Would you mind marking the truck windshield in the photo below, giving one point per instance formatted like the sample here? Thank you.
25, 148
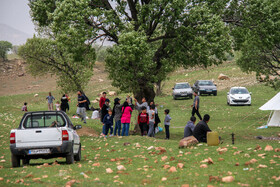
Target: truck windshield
44, 120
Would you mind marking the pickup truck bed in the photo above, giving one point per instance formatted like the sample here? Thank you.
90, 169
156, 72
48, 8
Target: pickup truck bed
45, 134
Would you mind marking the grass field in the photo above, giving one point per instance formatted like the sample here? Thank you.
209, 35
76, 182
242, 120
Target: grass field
144, 165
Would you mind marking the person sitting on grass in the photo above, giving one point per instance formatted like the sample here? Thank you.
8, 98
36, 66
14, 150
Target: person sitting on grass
108, 122
143, 121
167, 123
24, 107
201, 129
188, 131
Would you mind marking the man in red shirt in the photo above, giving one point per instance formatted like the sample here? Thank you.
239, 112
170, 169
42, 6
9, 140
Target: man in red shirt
102, 100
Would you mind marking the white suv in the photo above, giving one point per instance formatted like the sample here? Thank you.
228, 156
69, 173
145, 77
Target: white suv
238, 96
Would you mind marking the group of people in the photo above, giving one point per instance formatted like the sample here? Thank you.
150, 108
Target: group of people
147, 120
200, 130
64, 105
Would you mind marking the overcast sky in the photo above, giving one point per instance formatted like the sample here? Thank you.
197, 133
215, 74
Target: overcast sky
15, 13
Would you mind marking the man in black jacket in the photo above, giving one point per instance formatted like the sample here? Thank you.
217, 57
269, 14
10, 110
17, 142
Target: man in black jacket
201, 129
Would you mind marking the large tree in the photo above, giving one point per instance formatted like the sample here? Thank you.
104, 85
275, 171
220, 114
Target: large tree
256, 28
73, 71
5, 46
151, 38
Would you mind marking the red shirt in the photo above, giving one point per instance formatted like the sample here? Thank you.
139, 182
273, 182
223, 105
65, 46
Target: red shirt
143, 118
101, 102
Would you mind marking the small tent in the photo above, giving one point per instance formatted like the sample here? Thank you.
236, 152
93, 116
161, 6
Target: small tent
273, 105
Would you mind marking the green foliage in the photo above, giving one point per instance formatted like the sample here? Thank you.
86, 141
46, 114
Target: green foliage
172, 33
5, 46
48, 56
257, 37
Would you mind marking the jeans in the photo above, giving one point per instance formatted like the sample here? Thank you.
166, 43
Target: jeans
167, 131
194, 111
125, 130
151, 132
50, 106
82, 113
107, 128
118, 127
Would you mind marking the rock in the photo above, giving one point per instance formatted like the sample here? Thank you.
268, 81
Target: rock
228, 179
112, 93
187, 142
223, 77
109, 170
172, 169
121, 167
268, 148
20, 74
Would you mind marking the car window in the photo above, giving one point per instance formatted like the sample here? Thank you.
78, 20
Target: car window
205, 83
239, 91
182, 86
40, 121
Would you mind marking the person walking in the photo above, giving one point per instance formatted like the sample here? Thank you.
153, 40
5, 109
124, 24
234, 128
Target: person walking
50, 99
117, 113
189, 128
81, 106
102, 100
125, 119
64, 103
201, 129
151, 112
167, 123
195, 105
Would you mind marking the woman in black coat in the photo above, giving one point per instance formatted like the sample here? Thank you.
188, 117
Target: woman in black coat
64, 103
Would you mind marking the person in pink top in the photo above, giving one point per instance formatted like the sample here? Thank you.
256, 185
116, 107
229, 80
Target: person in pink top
125, 119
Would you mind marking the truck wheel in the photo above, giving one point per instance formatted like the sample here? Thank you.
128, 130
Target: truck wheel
78, 156
15, 161
25, 161
70, 157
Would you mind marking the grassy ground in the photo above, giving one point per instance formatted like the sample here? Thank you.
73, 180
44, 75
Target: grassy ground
145, 165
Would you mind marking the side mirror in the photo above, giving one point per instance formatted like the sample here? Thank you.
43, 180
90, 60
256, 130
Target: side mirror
76, 127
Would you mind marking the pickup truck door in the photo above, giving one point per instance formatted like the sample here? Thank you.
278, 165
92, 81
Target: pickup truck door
76, 139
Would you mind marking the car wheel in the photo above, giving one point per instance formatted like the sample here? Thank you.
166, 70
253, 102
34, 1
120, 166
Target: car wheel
25, 161
70, 157
15, 161
78, 156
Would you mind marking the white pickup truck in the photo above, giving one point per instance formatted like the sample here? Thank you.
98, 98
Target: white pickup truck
45, 134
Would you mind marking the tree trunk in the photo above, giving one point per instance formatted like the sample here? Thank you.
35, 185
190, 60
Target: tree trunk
145, 91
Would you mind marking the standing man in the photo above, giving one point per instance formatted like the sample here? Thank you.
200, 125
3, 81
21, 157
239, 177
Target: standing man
50, 99
144, 103
201, 129
195, 106
82, 106
102, 100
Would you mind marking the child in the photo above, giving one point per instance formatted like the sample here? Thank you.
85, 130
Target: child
143, 121
108, 122
151, 113
167, 123
24, 107
57, 106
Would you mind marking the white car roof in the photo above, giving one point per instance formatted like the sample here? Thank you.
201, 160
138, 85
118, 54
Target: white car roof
237, 87
182, 83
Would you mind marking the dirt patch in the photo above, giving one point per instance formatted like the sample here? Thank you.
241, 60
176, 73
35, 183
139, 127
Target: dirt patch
86, 131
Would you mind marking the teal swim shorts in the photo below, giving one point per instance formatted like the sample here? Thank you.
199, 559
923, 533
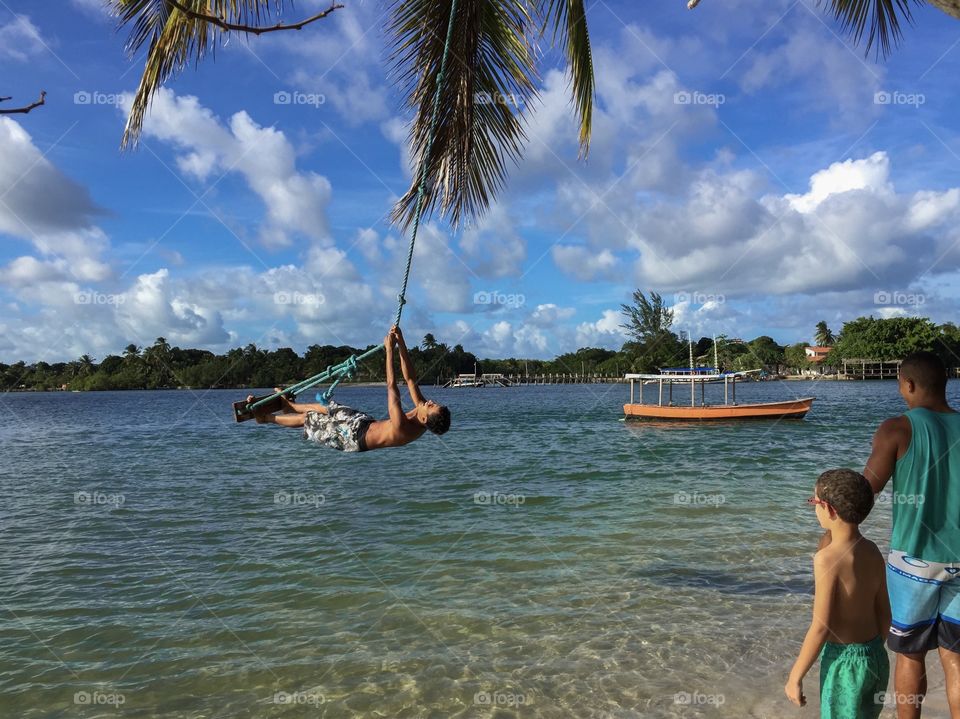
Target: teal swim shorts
853, 680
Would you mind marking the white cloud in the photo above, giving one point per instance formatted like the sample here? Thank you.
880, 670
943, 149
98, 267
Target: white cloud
586, 264
295, 202
20, 39
548, 315
41, 205
810, 53
605, 332
492, 247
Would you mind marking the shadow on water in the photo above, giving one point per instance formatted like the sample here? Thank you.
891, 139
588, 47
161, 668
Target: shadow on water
727, 582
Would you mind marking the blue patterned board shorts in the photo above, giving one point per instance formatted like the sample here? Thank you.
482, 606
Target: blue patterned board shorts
925, 603
343, 428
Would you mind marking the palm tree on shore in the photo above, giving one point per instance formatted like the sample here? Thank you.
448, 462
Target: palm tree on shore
131, 354
823, 336
879, 20
490, 79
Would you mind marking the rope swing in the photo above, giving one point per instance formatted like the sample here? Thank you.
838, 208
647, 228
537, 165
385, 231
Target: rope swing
348, 368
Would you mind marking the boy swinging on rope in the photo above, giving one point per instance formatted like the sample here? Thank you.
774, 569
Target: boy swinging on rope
348, 430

- - -

Work task
Your answer should contain all the material above, written out exactly, and none of the pictures.

Solution to this task
Would you mind marking the truck windshield in the photo below, giving one point per instance formatted like the sample here? Thank you.
25, 148
Target: truck windshield
44, 120
Would you mind marking the pickup truck bed in the photo above, giving one point per instance formatted like the sample here? Thank you.
90, 169
156, 72
48, 8
Target: pickup truck bed
45, 134
Would you mind marking the grass field in the photo above, giving one point per instance formatted like the sample here? Thank you.
209, 35
76, 182
242, 120
Target: grass field
144, 165
Would you mind marking the person sitting on grass in the photo above, giving one point per instance formatted like the sample here? Thank you.
8, 98
36, 66
14, 150
Target: person sitting on grass
108, 122
143, 121
167, 123
24, 107
201, 129
188, 131
Would you mind marking the man in red shirt in the photo above, giving one point per instance formatted like the sample here? Thank you.
239, 112
170, 169
42, 6
9, 140
Target: man in red shirt
102, 100
Would you mind marking the white suv in the photo above, giving one point per instance formatted like the sample here? Thank you.
228, 156
69, 173
145, 77
Target: white suv
238, 96
Would you mind marking the group of people in the photo above, giving one point per instance formatted like the sample here? Thank you.
150, 108
Target: group of people
147, 120
200, 130
64, 105
Would you mind marking the overcast sky in the photo above, giving one point per instance formatted like the sample here? Thank you.
197, 133
215, 74
Target: overcast sky
15, 13
Would you mind marking the man in black jacket in the photo above, giving one point per instance formatted like the sample here? Thank you.
217, 57
269, 14
10, 110
17, 142
Target: man in black jacket
201, 129
Would you mind marking the large tree in the photo above, giving one point per instance formatted like the sample here? Thank you.
104, 85
275, 171
220, 114
Target: large tree
256, 28
73, 71
5, 46
151, 38
Would you mind marking the red shirt in the photo above, giving one point per instance formatted like the sample here? Thank you.
139, 182
273, 182
223, 105
65, 46
Target: red shirt
143, 118
101, 102
Would you mind marking the small tent in the photo above, giving one point per instance formatted like the sample here? Thank you.
236, 152
93, 116
161, 6
Target: small tent
273, 105
Would you mind marking the green foliage in the photo above, giving one point per instance formatted like the sample here? Thank you.
86, 141
46, 114
Target: green foliage
172, 33
5, 46
48, 56
257, 37
Would you mind marking the jeans in the photo above, giving one point per instance formatted like the sample here? Thank you.
166, 43
Target: jeans
167, 131
194, 111
125, 130
151, 132
50, 106
82, 113
107, 128
118, 127
Would you mind marking the rock in the photo above, giving one point per instance formatted like the sample here? Thank you.
268, 81
Target: rock
228, 179
112, 93
187, 142
223, 77
109, 170
172, 169
121, 167
268, 148
20, 74
Would you mind marking the car window in the photo above, giving one point per instance formatted like the sample here? Thank you.
78, 20
Target: car window
205, 83
239, 91
182, 86
40, 121
Would you mind marking the person walking in the photo above, giving one point per instance formatted like the sample here? Thank you.
153, 40
5, 109
124, 24
234, 128
Target: person walking
50, 99
117, 113
189, 128
81, 106
102, 100
125, 119
64, 103
201, 129
151, 112
167, 123
195, 105
Would you mind marking the woman in black coat in the photo above, giving one point per instance formatted like the sample here? Thank you.
188, 117
Target: woman in black coat
64, 103
Would you mind marking the person in pink top in the photo above, giving one point per instance formatted like the sample here? Thank you.
256, 185
116, 107
229, 80
Target: person in pink top
125, 119
Would you mind marking the truck wheel in the photo above, giving one point per instance formatted like the sample here? Thank you.
128, 130
Target: truck wheel
78, 156
15, 161
25, 161
70, 157
Would you mind marking the grassy ground in the photo above, giving one point per instance formatted like the sample here? Thank you.
73, 180
44, 75
Target: grassy ground
145, 165
Would you mind marking the side mirror in the photo above, giving one point per instance formatted like the sample here? Thank you.
43, 180
90, 60
256, 130
Target: side mirror
76, 127
Would you mind marking the pickup truck door in the photo above, giving one point per instance formatted like the sample here? Thank you.
278, 165
92, 81
Target: pickup truck door
76, 139
Would you mind marking the car wheel in the photo above, giving one point per instance formatted like the sample here? Thank you.
166, 70
253, 102
34, 1
120, 166
Target: car wheel
25, 161
70, 157
15, 161
78, 156
Would you mind marking the white pickup truck in the photo above, giving one point per instance formatted like the sample here? Thank you.
98, 98
Target: white pickup truck
45, 134
Would you mind marking the tree trunk in the photo above, giving one point per instance formatted like the sample here? Thank you.
35, 185
190, 60
Target: tree trunk
145, 91
Would you mind marking the standing man in the photo above, giving one point per instance formatted like the sample here? Thank you.
200, 125
3, 81
21, 157
239, 177
Target: standing man
50, 99
144, 103
201, 129
195, 106
82, 106
102, 100
Would you mind marking the child in the photo above, giving one point per instance formatted like the sample here? Thank you.
85, 130
Target: child
143, 121
108, 122
151, 113
167, 123
24, 107
57, 106
Would you mind marking the white car roof in the photo above, giving one point per instance formatted like the sample here? Thank you.
201, 160
138, 85
118, 54
Target: white car roof
237, 87
182, 83
Would you mind marking the dirt patch in the photo above, giving one point per instance formatted like the sample here? Thank you.
241, 60
176, 73
35, 183
139, 127
Target: dirt patch
86, 131
Would you mind marking the teal swim shorts in the photo below, giving one point per instance formatted like the sample here? Thank you.
199, 559
923, 533
Target: teal swim shorts
853, 680
Would you mind marking the white cloud in the photo above, giving one point per instance formatted like the sample here? Thank you.
880, 670
943, 149
98, 267
Target: white cloud
586, 264
295, 202
20, 39
548, 315
41, 205
810, 53
605, 332
492, 247
Would you mind marking the shadow on water in the photo above, giving one point per instance formatted like the sample here? Thank you.
891, 139
588, 47
161, 668
Target: shadow on water
727, 582
Would you mind marking the blue patterned board shorts in the photo above, giving one point per instance formatted like the sample here? Thank you.
482, 606
Target: blue patterned board shorts
925, 603
343, 428
Would you mind marking the palm tree on shore in the photo above, giving one point per instance formatted like the sample here? Thank you.
448, 462
Target: palm tree on shore
131, 354
823, 336
879, 20
490, 79
Would you mind marking the rope swing in the photo above, giving one point per instance formatted like the sample here? Thank you.
838, 208
647, 228
537, 165
385, 231
Target: rope swing
348, 368
Would you mind marking the boy swinging on rope in the photo above, giving one point per instance formatted like the sample here? Thank you.
774, 569
Target: boy swinging on rope
348, 430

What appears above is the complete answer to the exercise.